» **PROVIDED MATERIAL**:

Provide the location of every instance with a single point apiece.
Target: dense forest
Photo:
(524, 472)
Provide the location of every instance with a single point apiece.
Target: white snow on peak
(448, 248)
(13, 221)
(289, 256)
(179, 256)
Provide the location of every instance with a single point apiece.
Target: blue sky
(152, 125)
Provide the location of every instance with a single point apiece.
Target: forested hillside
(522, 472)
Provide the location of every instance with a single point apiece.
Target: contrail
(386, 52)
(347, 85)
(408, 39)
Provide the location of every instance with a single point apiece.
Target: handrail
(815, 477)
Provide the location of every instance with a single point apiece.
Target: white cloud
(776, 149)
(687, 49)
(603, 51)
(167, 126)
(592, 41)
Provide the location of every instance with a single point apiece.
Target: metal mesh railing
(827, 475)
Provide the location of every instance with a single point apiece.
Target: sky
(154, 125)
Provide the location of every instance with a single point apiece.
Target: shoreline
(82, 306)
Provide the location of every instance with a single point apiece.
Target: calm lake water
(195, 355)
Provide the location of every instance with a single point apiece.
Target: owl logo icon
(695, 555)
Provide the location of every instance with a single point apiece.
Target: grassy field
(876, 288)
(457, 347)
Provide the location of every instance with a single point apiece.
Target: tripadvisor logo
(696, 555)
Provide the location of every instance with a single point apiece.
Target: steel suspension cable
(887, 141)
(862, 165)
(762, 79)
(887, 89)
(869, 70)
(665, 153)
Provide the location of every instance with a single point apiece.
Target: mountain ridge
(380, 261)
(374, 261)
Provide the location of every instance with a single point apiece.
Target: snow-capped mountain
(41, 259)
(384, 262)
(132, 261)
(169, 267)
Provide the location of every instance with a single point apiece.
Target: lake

» **WHAT IS REQUIRED**: Repeat all of the material above word for word, line by line.

» **THE REPLY**:
Provide the location of every instance with a single point apiece.
Target: dense forest
Photo:
(524, 472)
Provide the location of every instance with a single point apiece.
Target: white snow on peak
(448, 248)
(13, 221)
(289, 256)
(179, 256)
Provide the location of every instance with a single point apiece.
Target: blue sky
(152, 125)
Provide the location of every instance with a single point apiece.
Target: forested hillside
(522, 472)
Provide the location of every instance with a single point apiece.
Target: contrail
(386, 52)
(347, 85)
(408, 39)
Provide the location of every instance with a single point apiece.
Target: handrail
(815, 477)
Provide the location of every instance with a single point apiece.
Target: white cloud
(776, 149)
(687, 49)
(603, 51)
(167, 126)
(592, 41)
Provide the location of every instance with a single point apiece.
Target: metal mesh railing
(827, 475)
Provide the location of every instance with a single point apiece.
Target: sky
(154, 125)
Provide the location of every instance with a single point apiece.
Target: shoreline
(82, 306)
Provide the location of every instance with a single point apiece.
Target: calm lake water
(195, 355)
Provide the location of every instance with a single point apiece.
Target: owl logo icon
(695, 555)
Provide the location of every instance with a single point apiece.
Target: grassy field
(876, 288)
(457, 347)
Provide the location of every instance with a single point apiece.
Target: tripadvisor logo
(696, 555)
Provide the location of every instance with a single point apiece.
Target: steel suspension cable
(887, 141)
(862, 165)
(762, 79)
(887, 89)
(869, 70)
(665, 153)
Provide the location of every instance with a single point apiece.
Target: mountain ridge
(380, 261)
(374, 261)
Provide the location of every instance with a single point apiece.
Target: snow-capped mountain
(41, 259)
(384, 262)
(132, 261)
(169, 267)
Provide the location of every instance with a single point apiece.
Target: lake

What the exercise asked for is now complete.